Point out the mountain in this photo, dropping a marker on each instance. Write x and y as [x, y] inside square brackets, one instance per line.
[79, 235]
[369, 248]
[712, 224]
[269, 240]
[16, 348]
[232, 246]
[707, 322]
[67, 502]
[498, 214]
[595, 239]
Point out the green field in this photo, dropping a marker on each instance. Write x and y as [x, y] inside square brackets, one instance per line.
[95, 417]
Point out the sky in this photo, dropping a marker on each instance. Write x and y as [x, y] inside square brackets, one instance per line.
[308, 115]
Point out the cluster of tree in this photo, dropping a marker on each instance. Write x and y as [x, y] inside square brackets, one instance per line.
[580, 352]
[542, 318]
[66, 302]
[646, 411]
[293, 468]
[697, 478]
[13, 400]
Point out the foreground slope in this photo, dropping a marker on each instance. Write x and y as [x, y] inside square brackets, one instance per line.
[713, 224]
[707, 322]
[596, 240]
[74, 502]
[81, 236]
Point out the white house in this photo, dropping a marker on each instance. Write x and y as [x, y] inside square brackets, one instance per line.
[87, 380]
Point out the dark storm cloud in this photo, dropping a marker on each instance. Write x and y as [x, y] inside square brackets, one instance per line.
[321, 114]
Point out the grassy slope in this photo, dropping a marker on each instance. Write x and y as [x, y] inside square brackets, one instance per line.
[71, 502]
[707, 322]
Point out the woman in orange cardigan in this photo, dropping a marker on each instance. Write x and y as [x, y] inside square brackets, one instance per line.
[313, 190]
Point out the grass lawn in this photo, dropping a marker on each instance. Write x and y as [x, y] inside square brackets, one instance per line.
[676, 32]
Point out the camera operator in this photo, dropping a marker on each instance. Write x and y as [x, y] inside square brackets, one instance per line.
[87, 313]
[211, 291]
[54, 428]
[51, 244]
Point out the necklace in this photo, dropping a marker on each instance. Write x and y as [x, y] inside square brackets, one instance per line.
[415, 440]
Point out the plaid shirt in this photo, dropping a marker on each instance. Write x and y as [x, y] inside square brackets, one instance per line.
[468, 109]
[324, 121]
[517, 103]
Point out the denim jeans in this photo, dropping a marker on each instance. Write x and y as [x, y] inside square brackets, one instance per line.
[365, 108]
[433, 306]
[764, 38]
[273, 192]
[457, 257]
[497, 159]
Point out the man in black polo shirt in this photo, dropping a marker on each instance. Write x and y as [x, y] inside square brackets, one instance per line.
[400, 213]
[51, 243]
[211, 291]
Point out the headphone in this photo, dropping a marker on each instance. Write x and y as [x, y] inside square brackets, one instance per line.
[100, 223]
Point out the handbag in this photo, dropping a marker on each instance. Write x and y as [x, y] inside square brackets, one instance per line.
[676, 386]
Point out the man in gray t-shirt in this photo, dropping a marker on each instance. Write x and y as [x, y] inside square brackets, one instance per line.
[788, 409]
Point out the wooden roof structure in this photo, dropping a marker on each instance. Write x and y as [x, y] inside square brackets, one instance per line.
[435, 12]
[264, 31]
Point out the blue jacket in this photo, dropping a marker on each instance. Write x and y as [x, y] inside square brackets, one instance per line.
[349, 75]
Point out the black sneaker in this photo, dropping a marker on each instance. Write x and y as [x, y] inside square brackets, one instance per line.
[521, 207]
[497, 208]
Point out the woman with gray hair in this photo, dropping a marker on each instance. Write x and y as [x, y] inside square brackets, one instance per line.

**Work request**
The reply should consist of the full listing, copied exactly.

**Finished exercise**
Point out the mountain in this photo, dropping a marker on each instance. Write x and y as [x, y] inside square brackets, one instance per line.
[79, 235]
[369, 248]
[712, 224]
[269, 240]
[16, 348]
[232, 246]
[707, 322]
[67, 502]
[498, 214]
[595, 239]
Point out the green field in this photo, dropping a marker on each instance. Write x and y as [x, y] inside square brackets, one instance per line.
[95, 417]
Point out the sky in this photo, dropping a marker on each instance. Write x and y as [x, y] inside square brackets, one instance per line.
[308, 115]
Point out the cluster of tree in this photo, dropping a marker on each instance. Write x and y as [x, y] inside square brackets, one instance per line.
[580, 352]
[542, 318]
[66, 302]
[646, 411]
[293, 468]
[697, 478]
[13, 400]
Point out the foreground slope in this photo, dropping a marker on each instance. Write x and y as [x, y] inside square brackets, one instance per line.
[713, 224]
[707, 322]
[596, 240]
[74, 502]
[81, 236]
Point out the white house in this photo, dropping a marker on each instance. Write x and y as [x, y] inside square brackets, one instance per line.
[87, 380]
Point out the dark storm cloud in this photo, dropping a marker on each instance. Write x and y as [x, y] inside square brackets, one instance per line.
[321, 114]
Point out the grassy slope in this photo, dropping a marker on each instance. Write x and y as [x, y] inside square brackets, one instance per line.
[71, 502]
[707, 322]
Point out the woman in orange cardigan in this photo, dropping a marker on each instance. Write x and y as [x, y] inside square brackets, one instance per line.
[313, 190]
Point out the grass lawn in this photo, dropping a marker on each instance. Write x and y as [x, y] inside square brackets, one instance per line.
[676, 32]
Point out the camera operator in this photo, dropping a marker on each instance. Write x and y as [x, y] inside square brackets, one instance per line.
[87, 313]
[211, 291]
[54, 428]
[51, 244]
Point out the necklace in this photo, dropping a marker on each instance. Write x and y as [x, y] inside square brackets, one instance per line.
[415, 440]
Point out the plaid shirt in this photo, dropping a marker on each instance. Write x and y as [x, y] inside square brackets, one instance per line.
[468, 109]
[324, 121]
[517, 103]
Point out the denim jeans in this photo, dropping a marker on each instance. Write x and y as [x, y] inside square brackets, one instance per line.
[365, 108]
[433, 306]
[764, 38]
[273, 192]
[457, 257]
[497, 159]
Point out the man in black polo shirt in this photo, dropping a marker on each instance. Write x and y as [x, y] inside square brackets, one instance per line.
[400, 213]
[51, 243]
[211, 291]
Point out the headphone in this photo, dropping a marker on each instance. Write x and y as [x, y] inside square brackets, one instance per line.
[100, 223]
Point out the handbag in this photo, dropping a marker on each instance. Write x and y as [x, y] inside square brackets, one instance per line.
[676, 386]
Point out the man in gray t-shirt in this photo, dropping a marker on each instance. Write x and y as [x, y] inside square brackets, one instance per line.
[788, 409]
Point out the wooden roof structure in this photo, dropping a marker on each instance. Write x and y as [x, y] inside square brackets, one instance per line.
[435, 12]
[264, 31]
Point out the blue jacket in this photo, dropping a marker on each instance. Write x and y as [x, y] inside square brackets, one instance per line.
[349, 75]
Point out the black sneaker in this photo, dropping a marker on each instance. Write x and y as [x, y] inside square brackets, one instance per line.
[521, 207]
[497, 208]
Point out the woman with gray hair in this photo, dropping a marker on each instance. Write x and y as [x, y] inside square brackets, one instance per line.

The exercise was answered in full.